We have all seen news reports of the massive sums that the United States, the UK and other western allies invested in Afghanistan—eye-watering amounts that no doubt could have been put to better use in many ways. Many Members will have seen various images of Taliban fighters entering the gaudy palaces of former Afghan Government officials, generals or businessmen—some appeared to be all three at once—in which they are playing on gym equipment, marvelling at the décor or sitting in vast empty banqueting halls. Such venal officials make an easy target for scorn, but while they must share their part of the blame for the plunder of Afghanistan, we, too, must ask how they were able to get away with it for so long.

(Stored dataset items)
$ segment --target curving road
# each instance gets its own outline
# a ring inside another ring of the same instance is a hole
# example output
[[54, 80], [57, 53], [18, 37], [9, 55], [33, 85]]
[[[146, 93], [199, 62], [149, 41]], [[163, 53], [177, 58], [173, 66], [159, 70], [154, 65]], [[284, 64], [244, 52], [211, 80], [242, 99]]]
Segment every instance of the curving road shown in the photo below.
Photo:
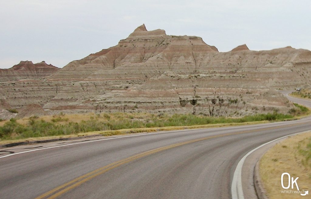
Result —
[[[311, 107], [308, 100], [290, 100]], [[242, 157], [271, 140], [311, 130], [310, 122], [308, 117], [1, 149], [0, 198], [231, 198]]]

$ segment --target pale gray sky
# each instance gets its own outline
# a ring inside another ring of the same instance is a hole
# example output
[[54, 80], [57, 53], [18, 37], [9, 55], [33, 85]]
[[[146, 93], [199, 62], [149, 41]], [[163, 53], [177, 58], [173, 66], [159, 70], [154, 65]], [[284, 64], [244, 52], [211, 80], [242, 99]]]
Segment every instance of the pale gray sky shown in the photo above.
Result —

_WHAT THE TASK REQUIRES_
Echo the part of the passage on Afghanistan starting at "We have all" and ending at "for so long.". Work only from the passage on Afghanistan and ignore the entries.

_RESPONSE FOR THIS EXERCISE_
We have all seen news reports of the massive sums that the United States, the UK and other western allies invested in Afghanistan—eye-watering amounts that no doubt could have been put to better use in many ways. Many Members will have seen various images of Taliban fighters entering the gaudy palaces of former Afghan Government officials, generals or businessmen—some appeared to be all three at once—in which they are playing on gym equipment, marvelling at the décor or sitting in vast empty banqueting halls. Such venal officials make an easy target for scorn, but while they must share their part of the blame for the plunder of Afghanistan, we, too, must ask how they were able to get away with it for so long.